Work order
Only lines with the string "target" are wanted. Pull them out of the data.

Saved data entries:
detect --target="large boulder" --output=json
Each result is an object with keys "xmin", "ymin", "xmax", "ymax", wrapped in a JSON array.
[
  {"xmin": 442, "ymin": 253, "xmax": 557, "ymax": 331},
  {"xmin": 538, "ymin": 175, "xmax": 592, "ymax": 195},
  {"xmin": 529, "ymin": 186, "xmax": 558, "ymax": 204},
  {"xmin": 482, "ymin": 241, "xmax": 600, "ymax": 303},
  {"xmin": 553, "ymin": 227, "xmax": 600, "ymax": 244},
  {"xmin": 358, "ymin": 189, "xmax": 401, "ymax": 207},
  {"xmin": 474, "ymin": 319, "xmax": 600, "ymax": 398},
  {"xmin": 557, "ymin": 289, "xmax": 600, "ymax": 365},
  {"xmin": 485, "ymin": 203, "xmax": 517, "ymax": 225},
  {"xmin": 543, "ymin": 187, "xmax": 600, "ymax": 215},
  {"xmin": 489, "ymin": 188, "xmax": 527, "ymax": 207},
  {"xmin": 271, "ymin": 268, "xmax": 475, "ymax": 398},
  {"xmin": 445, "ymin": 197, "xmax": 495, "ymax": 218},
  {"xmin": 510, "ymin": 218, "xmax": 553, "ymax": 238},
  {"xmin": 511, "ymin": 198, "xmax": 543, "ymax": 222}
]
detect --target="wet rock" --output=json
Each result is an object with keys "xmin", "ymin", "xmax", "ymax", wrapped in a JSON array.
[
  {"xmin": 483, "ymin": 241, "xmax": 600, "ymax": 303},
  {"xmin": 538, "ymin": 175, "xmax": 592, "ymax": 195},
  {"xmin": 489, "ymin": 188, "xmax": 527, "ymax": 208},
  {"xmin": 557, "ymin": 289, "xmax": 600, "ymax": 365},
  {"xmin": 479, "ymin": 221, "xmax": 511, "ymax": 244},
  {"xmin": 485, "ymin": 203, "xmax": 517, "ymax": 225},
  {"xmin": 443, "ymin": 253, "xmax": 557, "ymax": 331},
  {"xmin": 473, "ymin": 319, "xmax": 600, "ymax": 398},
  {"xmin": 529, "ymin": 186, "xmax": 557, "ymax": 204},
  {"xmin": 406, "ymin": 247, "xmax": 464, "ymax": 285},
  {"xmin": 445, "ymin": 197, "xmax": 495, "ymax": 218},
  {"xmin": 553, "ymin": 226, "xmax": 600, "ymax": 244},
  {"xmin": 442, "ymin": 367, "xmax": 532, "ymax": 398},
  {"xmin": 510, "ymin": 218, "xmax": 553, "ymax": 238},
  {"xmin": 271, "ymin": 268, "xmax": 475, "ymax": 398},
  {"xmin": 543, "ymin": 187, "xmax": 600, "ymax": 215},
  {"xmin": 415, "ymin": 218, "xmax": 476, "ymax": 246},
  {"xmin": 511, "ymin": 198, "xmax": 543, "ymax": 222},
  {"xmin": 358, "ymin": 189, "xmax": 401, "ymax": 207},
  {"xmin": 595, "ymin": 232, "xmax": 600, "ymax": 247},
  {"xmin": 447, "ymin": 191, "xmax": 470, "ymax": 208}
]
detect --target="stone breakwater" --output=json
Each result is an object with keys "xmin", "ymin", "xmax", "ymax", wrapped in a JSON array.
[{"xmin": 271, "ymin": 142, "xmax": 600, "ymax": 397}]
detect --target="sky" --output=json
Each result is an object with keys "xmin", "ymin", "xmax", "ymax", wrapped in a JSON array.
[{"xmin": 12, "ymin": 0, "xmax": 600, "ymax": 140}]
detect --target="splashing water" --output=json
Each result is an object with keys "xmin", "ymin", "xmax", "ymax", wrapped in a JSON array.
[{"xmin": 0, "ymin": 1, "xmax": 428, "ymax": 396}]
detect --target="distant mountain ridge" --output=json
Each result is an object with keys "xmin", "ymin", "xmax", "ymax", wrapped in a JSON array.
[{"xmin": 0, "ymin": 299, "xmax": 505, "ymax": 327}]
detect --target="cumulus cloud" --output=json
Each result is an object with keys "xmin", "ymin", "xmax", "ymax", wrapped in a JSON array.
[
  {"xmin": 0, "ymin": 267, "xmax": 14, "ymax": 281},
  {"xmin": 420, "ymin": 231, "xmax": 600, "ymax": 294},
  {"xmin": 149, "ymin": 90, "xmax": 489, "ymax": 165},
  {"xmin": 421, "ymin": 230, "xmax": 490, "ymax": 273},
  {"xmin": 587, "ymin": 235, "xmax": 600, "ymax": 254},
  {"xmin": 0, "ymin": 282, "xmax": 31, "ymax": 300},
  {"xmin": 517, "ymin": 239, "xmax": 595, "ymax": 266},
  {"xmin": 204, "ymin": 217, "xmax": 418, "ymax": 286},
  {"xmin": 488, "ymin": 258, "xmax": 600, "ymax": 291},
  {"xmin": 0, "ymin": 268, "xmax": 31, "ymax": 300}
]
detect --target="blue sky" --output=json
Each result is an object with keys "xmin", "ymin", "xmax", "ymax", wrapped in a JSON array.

Answer area
detect --target="large boulder" --output=json
detect --target="wet rock" --output=json
detect --target="stone breakwater" --output=json
detect --target="sky" --output=json
detect --target="splashing water" --output=json
detect --target="distant mountain ridge" --output=json
detect --target="cumulus cloud" --output=json
detect --target="blue sky" --output=json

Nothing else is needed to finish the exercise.